### EXERCISE DETAILS:
Put each line of the listing below into a JSON list of strings, one string per line, leaving out blank lines and the pictures.

GIVEN RECORDS start

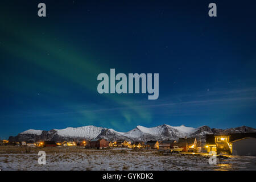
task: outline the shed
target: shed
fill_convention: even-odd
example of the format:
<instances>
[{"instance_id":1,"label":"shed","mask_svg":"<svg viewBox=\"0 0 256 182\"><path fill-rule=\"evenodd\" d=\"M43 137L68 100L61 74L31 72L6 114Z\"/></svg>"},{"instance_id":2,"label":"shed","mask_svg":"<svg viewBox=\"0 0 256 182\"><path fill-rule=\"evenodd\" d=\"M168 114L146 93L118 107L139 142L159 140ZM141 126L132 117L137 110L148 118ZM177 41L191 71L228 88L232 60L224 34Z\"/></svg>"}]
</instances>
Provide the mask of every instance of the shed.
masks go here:
<instances>
[{"instance_id":1,"label":"shed","mask_svg":"<svg viewBox=\"0 0 256 182\"><path fill-rule=\"evenodd\" d=\"M246 137L231 142L232 155L256 156L256 138Z\"/></svg>"},{"instance_id":2,"label":"shed","mask_svg":"<svg viewBox=\"0 0 256 182\"><path fill-rule=\"evenodd\" d=\"M103 138L95 138L90 140L90 148L102 149L109 146L109 142Z\"/></svg>"},{"instance_id":3,"label":"shed","mask_svg":"<svg viewBox=\"0 0 256 182\"><path fill-rule=\"evenodd\" d=\"M166 150L170 149L174 146L174 143L175 142L176 142L176 140L163 140L159 143L159 150Z\"/></svg>"},{"instance_id":4,"label":"shed","mask_svg":"<svg viewBox=\"0 0 256 182\"><path fill-rule=\"evenodd\" d=\"M148 149L158 149L159 143L158 141L147 141L145 143L146 148Z\"/></svg>"}]
</instances>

GIVEN RECORDS end

### OUTPUT OF THE EXERCISE:
[
  "task: outline the shed",
  "target: shed",
  "fill_convention: even-odd",
  "example of the format:",
  "<instances>",
  "[{\"instance_id\":1,\"label\":\"shed\",\"mask_svg\":\"<svg viewBox=\\\"0 0 256 182\\\"><path fill-rule=\\\"evenodd\\\" d=\\\"M43 137L68 100L61 74L31 72L6 114Z\\\"/></svg>\"},{\"instance_id\":2,\"label\":\"shed\",\"mask_svg\":\"<svg viewBox=\\\"0 0 256 182\\\"><path fill-rule=\\\"evenodd\\\" d=\\\"M168 114L146 93L118 107L139 142L159 140ZM141 126L132 117L137 110L148 118ZM177 41L191 71L228 88L232 60L224 34Z\\\"/></svg>\"}]",
  "</instances>",
  "Provide the mask of every instance of the shed.",
  "masks go here:",
  "<instances>",
  "[{\"instance_id\":1,\"label\":\"shed\",\"mask_svg\":\"<svg viewBox=\\\"0 0 256 182\\\"><path fill-rule=\\\"evenodd\\\" d=\\\"M246 137L231 142L232 155L256 156L256 138Z\\\"/></svg>\"},{\"instance_id\":2,\"label\":\"shed\",\"mask_svg\":\"<svg viewBox=\\\"0 0 256 182\\\"><path fill-rule=\\\"evenodd\\\" d=\\\"M103 138L95 138L90 140L90 148L102 149L109 146L109 142Z\\\"/></svg>\"},{\"instance_id\":3,\"label\":\"shed\",\"mask_svg\":\"<svg viewBox=\\\"0 0 256 182\\\"><path fill-rule=\\\"evenodd\\\" d=\\\"M166 150L170 149L174 146L174 143L175 142L176 142L176 140L163 140L159 143L159 150Z\\\"/></svg>\"},{\"instance_id\":4,\"label\":\"shed\",\"mask_svg\":\"<svg viewBox=\\\"0 0 256 182\\\"><path fill-rule=\\\"evenodd\\\" d=\\\"M148 149L158 149L159 143L158 141L147 141L145 143L146 148Z\\\"/></svg>\"}]",
  "</instances>"
]